# Task goal
Scan the entries below for the string "female" and copy every line where it turns up.

# Input for this task
┌──
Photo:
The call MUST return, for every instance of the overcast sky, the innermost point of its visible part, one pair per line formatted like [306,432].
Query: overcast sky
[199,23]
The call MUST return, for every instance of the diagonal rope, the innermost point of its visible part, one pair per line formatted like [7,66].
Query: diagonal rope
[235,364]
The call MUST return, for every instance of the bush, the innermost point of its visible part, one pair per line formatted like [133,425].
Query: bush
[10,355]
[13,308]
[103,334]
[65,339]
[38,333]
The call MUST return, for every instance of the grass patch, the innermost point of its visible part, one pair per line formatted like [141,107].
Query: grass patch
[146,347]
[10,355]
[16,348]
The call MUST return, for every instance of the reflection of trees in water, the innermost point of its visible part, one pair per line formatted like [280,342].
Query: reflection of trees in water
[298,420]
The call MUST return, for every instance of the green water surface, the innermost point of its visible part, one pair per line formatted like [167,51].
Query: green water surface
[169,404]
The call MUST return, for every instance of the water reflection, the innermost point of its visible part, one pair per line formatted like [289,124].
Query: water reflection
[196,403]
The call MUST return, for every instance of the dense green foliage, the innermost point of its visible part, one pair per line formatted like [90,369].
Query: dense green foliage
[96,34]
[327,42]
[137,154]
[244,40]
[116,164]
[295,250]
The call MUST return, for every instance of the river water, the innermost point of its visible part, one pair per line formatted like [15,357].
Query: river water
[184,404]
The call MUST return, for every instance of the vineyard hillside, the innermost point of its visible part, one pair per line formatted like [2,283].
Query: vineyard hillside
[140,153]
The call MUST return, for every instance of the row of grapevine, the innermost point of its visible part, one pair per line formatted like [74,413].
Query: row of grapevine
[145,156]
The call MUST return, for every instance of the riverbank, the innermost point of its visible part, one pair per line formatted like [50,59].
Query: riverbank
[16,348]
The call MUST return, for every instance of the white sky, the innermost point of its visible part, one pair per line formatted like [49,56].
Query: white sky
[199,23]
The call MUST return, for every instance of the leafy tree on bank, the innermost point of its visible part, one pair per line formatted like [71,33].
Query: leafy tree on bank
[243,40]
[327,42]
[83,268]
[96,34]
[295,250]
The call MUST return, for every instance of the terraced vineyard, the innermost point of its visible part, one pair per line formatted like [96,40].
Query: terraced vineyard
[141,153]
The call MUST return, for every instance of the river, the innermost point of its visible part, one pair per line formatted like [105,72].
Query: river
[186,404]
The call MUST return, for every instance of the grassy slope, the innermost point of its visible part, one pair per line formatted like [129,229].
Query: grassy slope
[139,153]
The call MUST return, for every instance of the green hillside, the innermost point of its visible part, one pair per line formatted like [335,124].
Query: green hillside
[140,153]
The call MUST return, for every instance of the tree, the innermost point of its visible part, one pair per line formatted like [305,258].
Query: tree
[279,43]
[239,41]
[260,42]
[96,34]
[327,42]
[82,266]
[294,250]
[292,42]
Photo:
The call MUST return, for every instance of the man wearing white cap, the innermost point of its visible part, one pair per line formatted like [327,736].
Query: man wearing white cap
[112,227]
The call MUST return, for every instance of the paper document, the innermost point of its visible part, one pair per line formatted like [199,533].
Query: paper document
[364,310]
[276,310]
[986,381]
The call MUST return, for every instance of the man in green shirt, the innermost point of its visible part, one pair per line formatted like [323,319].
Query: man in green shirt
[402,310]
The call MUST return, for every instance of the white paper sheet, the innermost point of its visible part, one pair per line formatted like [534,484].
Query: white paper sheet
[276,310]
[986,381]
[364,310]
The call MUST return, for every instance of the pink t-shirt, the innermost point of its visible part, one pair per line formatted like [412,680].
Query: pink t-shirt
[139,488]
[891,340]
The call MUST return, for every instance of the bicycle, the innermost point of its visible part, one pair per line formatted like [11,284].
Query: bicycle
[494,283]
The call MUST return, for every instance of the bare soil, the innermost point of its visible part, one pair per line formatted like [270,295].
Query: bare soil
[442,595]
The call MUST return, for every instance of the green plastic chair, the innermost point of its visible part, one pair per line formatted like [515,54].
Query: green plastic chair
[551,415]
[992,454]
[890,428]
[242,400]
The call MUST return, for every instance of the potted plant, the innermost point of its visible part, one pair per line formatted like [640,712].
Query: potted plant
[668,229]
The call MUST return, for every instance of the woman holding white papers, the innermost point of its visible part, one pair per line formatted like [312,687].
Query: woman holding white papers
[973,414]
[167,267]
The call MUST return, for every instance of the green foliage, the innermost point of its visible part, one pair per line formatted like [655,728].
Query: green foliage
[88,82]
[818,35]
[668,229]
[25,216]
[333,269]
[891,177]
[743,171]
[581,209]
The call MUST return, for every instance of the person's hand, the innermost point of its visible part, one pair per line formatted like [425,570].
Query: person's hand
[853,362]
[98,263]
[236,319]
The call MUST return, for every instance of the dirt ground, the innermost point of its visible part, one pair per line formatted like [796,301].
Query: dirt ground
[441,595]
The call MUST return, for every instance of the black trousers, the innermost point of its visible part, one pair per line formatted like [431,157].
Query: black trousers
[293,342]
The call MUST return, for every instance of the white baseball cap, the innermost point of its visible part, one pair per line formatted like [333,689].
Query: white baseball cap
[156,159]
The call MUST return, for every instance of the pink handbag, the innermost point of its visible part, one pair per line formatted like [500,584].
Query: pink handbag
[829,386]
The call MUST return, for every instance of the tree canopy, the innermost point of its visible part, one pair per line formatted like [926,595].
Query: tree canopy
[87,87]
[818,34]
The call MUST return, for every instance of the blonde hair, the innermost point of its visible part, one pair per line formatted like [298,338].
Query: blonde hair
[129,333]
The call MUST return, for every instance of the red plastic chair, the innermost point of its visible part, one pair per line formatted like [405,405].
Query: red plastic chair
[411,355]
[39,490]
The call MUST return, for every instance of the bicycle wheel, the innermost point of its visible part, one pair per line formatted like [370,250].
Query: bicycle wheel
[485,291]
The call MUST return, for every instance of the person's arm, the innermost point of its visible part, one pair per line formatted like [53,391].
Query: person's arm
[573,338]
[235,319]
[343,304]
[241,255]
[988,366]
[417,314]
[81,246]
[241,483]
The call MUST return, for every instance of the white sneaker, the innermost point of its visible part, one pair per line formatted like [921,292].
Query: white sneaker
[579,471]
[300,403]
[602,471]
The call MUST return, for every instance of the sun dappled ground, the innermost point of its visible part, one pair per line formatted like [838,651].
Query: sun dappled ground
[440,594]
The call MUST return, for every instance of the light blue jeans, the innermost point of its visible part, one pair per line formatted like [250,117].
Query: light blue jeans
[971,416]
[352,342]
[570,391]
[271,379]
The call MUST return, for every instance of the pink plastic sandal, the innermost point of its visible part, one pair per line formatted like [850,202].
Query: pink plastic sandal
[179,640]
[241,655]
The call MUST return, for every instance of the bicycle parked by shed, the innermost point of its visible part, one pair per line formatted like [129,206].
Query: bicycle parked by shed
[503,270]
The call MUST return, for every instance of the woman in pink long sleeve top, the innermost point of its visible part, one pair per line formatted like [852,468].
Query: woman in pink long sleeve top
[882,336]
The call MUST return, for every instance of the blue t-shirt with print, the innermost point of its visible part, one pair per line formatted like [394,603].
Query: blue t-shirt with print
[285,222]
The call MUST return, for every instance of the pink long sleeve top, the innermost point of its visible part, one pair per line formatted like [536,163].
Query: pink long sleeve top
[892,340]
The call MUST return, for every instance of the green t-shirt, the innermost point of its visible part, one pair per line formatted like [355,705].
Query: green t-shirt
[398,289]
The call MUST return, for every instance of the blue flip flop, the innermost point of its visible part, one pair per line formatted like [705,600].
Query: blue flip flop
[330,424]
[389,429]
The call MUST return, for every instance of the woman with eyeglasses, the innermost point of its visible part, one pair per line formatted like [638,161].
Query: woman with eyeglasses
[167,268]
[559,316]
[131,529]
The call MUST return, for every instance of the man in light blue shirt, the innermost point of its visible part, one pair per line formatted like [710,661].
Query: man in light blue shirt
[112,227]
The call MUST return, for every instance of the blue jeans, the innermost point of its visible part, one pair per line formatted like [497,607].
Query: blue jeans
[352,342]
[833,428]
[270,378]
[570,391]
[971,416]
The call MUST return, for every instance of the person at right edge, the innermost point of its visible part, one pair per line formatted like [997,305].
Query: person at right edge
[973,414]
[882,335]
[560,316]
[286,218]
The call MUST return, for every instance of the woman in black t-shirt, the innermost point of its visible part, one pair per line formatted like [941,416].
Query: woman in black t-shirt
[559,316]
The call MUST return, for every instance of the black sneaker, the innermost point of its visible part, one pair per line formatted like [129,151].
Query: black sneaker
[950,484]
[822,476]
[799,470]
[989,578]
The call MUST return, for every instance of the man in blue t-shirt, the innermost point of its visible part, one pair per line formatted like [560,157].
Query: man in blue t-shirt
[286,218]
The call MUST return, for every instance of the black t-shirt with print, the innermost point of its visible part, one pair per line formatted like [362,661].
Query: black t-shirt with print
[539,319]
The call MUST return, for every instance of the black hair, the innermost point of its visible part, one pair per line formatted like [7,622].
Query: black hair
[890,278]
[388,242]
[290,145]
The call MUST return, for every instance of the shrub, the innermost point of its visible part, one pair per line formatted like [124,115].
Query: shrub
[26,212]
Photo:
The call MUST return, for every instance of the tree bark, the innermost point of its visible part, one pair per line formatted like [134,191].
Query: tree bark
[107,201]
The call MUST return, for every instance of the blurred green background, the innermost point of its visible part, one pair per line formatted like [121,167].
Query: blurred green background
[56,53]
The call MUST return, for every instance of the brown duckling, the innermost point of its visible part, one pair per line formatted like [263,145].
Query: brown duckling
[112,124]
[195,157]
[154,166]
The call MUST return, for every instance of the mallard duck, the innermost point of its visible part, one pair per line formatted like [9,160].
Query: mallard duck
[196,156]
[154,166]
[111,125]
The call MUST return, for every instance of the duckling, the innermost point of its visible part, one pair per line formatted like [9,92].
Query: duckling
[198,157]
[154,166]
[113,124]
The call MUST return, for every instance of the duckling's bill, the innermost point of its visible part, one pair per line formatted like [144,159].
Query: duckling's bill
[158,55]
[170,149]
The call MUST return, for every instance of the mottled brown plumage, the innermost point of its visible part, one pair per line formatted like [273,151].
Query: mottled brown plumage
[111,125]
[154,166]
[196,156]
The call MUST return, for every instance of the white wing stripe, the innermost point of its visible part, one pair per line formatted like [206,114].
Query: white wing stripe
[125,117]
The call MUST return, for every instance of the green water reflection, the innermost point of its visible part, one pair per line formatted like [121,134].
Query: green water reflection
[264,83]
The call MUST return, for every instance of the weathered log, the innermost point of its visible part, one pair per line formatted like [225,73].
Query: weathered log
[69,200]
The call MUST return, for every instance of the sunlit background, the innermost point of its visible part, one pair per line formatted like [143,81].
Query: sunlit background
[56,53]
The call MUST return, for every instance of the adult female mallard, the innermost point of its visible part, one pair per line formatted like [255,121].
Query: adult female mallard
└──
# Task answer
The call MUST return, for every instance of the adult female mallard, the innermost point of its visible part, one pair per line formatted like [255,121].
Query: adult female mallard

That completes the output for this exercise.